Requirement:
Copy out every line from the one containing "Note: indicate the white desk" down to the one containing "<point>54,37</point>", both included, keeping each line as it is.

(Examples of point labeling)
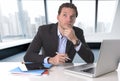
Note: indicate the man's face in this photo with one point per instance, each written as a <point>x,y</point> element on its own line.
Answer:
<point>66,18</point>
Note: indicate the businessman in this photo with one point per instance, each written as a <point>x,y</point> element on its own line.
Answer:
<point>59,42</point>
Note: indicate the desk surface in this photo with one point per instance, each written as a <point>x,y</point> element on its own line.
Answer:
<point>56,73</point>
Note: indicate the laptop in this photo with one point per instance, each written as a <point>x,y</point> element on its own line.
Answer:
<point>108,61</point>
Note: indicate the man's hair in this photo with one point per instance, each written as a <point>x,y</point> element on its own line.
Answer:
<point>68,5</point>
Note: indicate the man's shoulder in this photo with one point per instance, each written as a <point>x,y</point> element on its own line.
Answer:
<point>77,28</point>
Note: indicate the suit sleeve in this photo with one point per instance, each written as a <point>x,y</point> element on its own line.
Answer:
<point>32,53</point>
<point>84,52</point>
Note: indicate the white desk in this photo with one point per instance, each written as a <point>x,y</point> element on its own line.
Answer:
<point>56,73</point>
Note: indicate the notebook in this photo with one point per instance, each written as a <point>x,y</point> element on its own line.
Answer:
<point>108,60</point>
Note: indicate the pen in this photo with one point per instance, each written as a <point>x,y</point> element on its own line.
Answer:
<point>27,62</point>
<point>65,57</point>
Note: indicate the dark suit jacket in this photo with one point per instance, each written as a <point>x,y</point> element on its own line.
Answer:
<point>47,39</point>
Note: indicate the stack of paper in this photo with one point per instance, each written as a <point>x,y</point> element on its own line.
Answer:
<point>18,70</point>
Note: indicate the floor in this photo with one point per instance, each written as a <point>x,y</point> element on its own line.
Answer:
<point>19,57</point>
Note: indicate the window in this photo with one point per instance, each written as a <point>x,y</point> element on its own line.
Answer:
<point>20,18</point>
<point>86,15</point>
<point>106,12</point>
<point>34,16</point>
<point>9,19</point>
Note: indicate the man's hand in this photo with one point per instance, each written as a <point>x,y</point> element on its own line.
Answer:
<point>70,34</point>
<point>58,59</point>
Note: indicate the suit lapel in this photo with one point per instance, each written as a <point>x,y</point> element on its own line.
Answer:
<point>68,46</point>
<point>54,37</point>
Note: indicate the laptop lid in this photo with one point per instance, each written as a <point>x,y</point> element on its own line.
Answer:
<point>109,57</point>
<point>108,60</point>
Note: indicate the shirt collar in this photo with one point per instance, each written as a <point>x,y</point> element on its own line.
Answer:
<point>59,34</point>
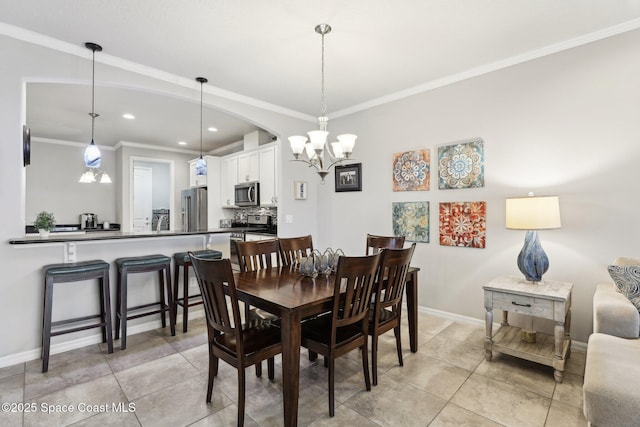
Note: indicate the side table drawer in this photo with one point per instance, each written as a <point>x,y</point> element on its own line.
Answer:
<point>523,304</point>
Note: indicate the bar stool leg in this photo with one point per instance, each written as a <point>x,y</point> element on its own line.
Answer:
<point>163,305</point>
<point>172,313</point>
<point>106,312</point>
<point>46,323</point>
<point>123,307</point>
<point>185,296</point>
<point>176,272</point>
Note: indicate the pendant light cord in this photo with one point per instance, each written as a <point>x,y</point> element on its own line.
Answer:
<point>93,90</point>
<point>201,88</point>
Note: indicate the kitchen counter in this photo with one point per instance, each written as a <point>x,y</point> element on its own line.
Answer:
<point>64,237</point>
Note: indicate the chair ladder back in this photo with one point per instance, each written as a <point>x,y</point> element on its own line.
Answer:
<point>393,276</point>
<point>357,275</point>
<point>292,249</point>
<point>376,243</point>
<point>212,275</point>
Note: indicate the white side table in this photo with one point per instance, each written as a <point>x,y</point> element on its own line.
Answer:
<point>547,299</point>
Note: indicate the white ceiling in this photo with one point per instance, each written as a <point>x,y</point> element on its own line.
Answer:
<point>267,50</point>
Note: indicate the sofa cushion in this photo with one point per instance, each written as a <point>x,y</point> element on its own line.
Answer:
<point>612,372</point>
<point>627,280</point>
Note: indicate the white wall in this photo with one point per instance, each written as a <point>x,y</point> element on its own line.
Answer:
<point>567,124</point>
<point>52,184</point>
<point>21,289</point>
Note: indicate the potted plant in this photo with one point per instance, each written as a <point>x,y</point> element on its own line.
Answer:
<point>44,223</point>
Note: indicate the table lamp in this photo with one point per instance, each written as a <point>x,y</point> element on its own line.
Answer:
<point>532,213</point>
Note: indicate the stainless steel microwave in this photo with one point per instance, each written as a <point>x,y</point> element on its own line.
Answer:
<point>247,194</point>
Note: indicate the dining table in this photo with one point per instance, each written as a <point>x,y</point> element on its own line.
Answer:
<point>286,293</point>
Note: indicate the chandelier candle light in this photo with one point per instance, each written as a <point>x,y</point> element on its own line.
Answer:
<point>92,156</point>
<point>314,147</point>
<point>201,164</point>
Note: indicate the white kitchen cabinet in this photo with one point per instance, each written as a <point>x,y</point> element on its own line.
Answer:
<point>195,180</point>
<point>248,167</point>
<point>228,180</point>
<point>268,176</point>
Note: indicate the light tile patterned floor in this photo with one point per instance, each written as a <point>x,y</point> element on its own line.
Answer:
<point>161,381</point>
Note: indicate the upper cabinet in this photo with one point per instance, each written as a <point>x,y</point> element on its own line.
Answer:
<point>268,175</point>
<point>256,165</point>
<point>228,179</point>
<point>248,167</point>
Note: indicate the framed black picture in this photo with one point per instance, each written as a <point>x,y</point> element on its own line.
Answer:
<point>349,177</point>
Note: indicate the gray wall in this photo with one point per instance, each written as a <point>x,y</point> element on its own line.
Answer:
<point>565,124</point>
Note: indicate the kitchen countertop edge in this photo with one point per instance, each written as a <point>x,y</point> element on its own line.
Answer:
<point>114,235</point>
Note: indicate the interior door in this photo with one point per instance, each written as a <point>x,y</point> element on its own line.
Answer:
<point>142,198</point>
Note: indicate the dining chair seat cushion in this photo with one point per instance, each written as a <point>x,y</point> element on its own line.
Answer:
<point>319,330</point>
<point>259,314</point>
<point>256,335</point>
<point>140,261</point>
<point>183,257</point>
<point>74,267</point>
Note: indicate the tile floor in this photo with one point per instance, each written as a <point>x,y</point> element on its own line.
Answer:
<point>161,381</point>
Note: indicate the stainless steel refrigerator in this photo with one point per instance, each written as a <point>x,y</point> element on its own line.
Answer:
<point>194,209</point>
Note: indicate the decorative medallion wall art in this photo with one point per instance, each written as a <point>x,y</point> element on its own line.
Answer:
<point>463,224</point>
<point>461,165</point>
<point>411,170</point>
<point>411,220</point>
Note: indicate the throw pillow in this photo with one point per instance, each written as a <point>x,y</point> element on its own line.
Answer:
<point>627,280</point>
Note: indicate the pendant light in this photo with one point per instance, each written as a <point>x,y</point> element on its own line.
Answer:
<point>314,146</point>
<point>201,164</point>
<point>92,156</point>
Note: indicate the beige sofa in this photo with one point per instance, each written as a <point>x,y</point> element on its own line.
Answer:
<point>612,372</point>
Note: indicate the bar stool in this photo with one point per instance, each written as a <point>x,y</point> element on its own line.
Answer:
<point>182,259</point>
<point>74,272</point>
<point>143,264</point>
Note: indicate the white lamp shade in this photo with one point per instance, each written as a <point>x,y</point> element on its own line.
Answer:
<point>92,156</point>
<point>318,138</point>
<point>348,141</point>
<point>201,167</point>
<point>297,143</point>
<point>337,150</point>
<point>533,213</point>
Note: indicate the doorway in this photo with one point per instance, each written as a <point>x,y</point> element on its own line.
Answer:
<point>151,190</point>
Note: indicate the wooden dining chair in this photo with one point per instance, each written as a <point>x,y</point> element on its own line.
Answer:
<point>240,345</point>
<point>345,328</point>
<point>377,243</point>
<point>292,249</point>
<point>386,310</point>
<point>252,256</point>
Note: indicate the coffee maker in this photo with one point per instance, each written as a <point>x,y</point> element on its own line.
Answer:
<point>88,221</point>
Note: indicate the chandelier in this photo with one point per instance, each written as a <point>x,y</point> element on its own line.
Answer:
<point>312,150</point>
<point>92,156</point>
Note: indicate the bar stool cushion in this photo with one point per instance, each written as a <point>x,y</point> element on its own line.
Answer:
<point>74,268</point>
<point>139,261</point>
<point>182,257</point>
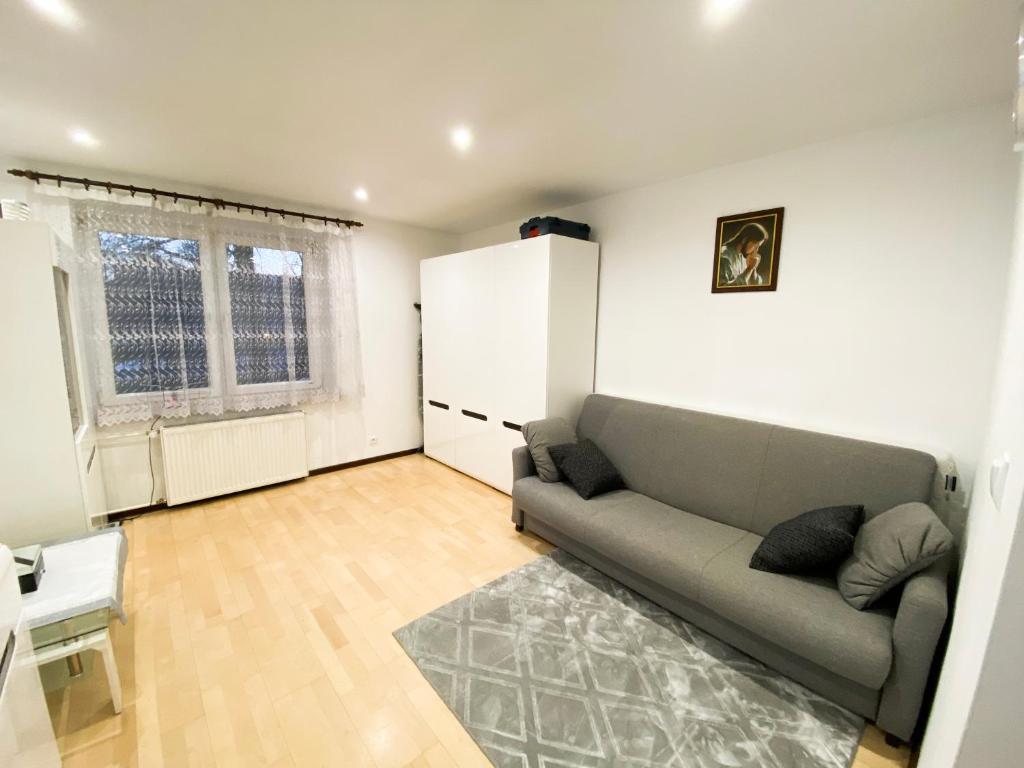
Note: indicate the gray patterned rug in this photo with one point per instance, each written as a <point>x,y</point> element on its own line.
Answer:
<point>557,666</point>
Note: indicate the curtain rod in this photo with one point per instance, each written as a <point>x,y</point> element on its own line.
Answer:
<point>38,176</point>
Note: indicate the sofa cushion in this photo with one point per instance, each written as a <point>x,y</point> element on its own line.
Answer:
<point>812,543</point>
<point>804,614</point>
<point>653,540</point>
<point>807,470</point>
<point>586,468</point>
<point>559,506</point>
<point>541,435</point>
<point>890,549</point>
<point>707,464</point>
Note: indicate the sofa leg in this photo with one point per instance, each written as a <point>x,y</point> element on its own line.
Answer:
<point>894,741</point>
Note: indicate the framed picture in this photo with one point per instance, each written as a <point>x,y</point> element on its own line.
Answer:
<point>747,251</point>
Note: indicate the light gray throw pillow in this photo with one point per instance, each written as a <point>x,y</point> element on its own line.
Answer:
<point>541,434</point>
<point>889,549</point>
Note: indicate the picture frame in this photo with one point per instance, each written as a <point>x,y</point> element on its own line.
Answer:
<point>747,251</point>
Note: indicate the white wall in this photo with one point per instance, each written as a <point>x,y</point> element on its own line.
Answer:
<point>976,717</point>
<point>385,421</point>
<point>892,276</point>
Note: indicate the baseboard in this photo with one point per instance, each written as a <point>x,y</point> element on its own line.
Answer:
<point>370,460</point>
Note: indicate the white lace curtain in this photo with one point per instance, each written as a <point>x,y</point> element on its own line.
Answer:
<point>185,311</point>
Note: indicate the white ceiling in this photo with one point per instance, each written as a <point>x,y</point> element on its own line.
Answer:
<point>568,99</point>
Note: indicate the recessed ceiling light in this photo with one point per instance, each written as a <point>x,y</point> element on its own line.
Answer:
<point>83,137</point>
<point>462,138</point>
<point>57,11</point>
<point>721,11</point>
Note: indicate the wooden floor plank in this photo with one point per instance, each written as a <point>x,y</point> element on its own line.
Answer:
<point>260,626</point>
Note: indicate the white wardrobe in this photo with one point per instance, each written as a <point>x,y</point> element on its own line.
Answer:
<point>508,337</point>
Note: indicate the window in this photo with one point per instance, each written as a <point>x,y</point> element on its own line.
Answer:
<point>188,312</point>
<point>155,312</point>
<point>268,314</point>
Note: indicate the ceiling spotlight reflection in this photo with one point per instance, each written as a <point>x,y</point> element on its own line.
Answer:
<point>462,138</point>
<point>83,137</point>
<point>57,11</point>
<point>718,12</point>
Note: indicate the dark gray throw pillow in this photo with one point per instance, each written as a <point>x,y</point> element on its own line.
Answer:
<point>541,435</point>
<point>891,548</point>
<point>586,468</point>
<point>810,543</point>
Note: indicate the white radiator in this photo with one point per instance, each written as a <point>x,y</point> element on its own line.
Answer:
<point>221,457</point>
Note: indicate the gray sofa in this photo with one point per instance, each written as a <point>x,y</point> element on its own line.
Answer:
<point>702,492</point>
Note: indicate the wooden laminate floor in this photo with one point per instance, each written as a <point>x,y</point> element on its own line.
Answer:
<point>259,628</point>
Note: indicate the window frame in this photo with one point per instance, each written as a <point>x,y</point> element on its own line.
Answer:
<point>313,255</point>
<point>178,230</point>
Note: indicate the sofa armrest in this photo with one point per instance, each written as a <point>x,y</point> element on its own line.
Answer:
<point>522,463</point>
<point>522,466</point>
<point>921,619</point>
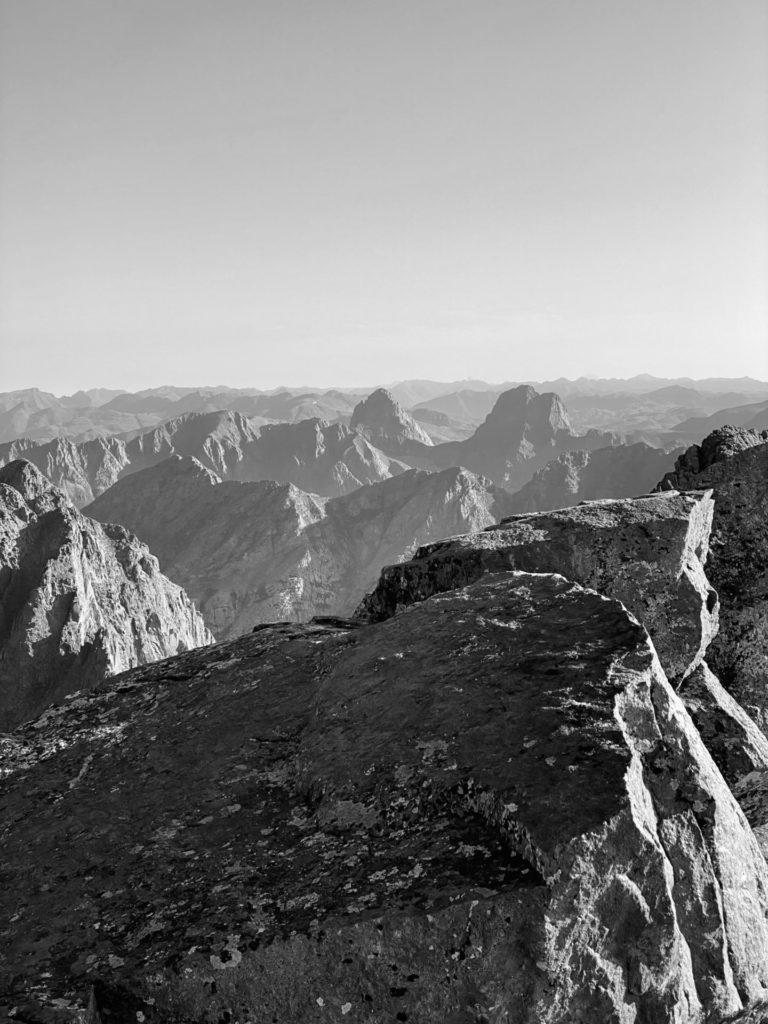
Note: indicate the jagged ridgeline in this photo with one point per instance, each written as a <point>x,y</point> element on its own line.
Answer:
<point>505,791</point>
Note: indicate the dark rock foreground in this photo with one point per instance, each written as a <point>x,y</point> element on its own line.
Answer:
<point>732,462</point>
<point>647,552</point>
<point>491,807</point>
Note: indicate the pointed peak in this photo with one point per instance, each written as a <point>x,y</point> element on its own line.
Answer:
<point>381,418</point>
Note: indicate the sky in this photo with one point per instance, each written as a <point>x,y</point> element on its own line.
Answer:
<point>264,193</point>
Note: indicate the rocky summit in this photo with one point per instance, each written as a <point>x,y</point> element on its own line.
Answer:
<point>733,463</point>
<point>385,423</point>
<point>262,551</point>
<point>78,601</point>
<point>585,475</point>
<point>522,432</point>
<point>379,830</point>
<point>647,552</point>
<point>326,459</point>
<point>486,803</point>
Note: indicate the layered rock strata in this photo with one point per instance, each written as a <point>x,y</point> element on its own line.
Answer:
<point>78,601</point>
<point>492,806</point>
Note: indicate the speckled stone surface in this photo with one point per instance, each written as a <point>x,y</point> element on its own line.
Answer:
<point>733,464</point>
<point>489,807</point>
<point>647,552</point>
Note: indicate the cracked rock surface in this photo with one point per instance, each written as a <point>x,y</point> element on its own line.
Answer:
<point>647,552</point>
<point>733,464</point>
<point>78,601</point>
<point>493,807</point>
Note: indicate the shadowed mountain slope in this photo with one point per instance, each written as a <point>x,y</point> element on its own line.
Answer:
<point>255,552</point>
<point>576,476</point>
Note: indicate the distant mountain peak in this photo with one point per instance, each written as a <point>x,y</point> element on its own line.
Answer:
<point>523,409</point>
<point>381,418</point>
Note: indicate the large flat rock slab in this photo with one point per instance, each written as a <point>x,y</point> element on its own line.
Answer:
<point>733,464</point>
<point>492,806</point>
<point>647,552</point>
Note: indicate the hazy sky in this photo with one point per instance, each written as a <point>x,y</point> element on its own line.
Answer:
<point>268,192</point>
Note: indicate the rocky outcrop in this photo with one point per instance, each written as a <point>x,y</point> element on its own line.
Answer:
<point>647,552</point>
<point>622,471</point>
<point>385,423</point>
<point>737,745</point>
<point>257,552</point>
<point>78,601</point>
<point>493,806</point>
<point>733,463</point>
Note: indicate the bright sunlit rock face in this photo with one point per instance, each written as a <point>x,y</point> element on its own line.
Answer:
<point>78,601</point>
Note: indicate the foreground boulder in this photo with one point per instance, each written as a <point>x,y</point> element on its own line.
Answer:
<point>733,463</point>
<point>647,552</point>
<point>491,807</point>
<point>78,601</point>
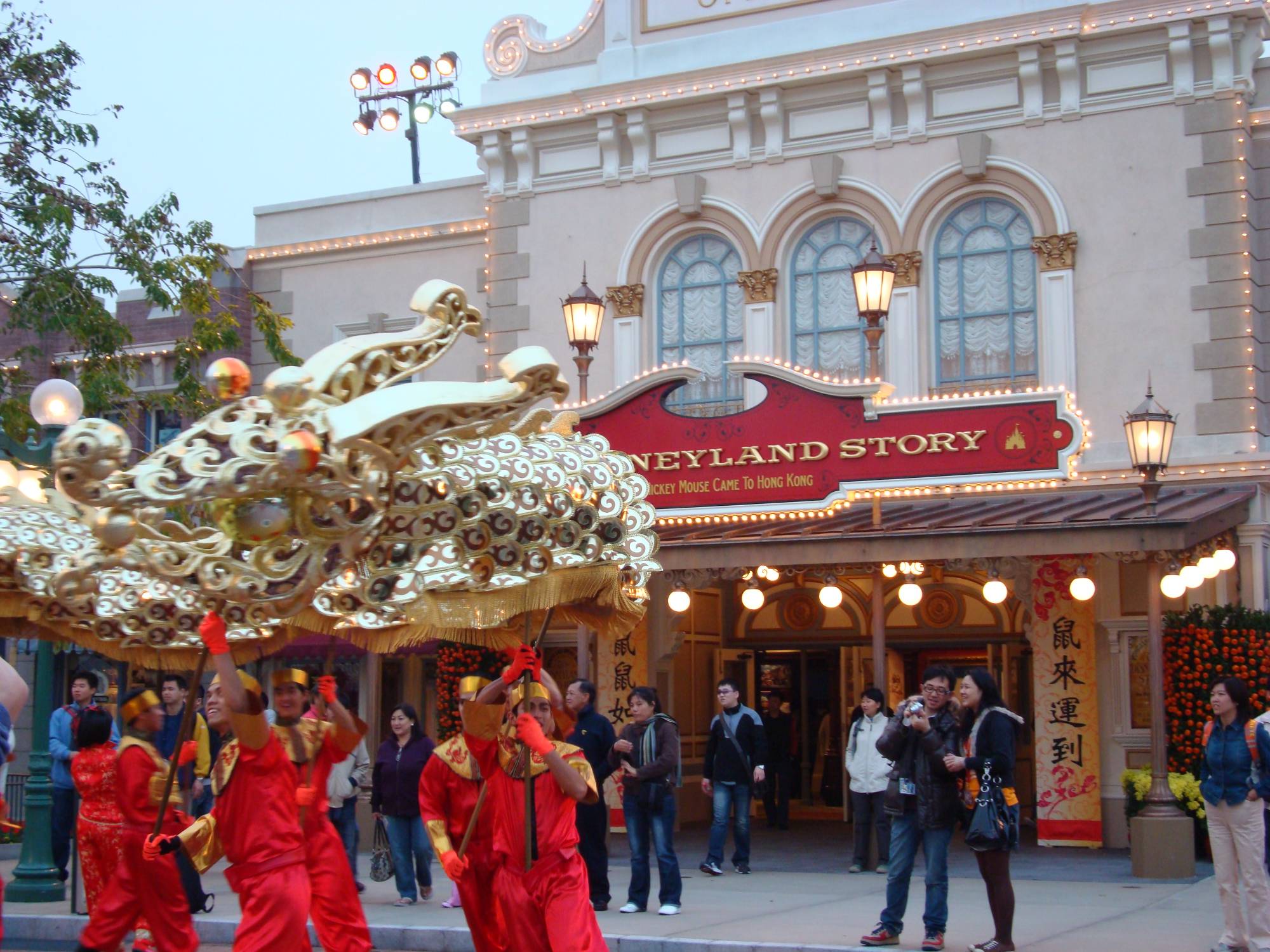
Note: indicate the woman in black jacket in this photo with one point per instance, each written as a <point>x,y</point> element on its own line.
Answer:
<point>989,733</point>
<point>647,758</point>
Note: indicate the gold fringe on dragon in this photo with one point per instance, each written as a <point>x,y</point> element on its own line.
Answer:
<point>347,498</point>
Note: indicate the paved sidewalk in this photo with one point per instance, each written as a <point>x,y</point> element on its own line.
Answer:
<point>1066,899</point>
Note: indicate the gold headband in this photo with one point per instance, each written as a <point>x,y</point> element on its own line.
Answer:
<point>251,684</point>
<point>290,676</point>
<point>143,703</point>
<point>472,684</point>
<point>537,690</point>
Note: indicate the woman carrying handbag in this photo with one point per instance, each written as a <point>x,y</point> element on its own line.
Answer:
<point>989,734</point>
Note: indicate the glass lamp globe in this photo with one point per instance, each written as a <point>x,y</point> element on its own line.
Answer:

Output for this task:
Note: indicate the white desk in this photo with one point per instance, each written as a <point>x,y</point> element on its own line.
Answer:
<point>56,73</point>
Note: indicate the notebook in this photo with one point per instance, each written as a <point>x,y</point> element on its own line.
Answer:
<point>108,60</point>
Note: indicate the pen in this photo with one point per instance, each written as a <point>x,y</point> element on its own line.
Answer:
<point>27,62</point>
<point>65,57</point>
Note: indicate the dark suit jacket in this photo with one point per instance, each written as a <point>x,y</point> element on its own line.
Answer:
<point>47,39</point>
Note: indicate the stack of paper in this photo with one point per instance, each written as a <point>x,y</point> element on its own line.
Answer:
<point>18,70</point>
Note: indicate the floor in this photo with one point per instance, each written as a <point>x,y</point> element on its own line.
Answer:
<point>19,57</point>
Note: indicate the window in this photo with one point per instance, each written as a <point>x,y</point> element on its own line.
Answer:
<point>20,18</point>
<point>86,15</point>
<point>106,12</point>
<point>34,16</point>
<point>9,19</point>
Note: indicate the man's hand in this photo with one point per instance, each written as a <point>x,y</point> element on its own line.
Answer:
<point>70,34</point>
<point>58,59</point>
Note: indicate the suit lapel in this photo with one point per instance, each written as a <point>x,y</point> element on its own line.
Answer:
<point>68,46</point>
<point>54,37</point>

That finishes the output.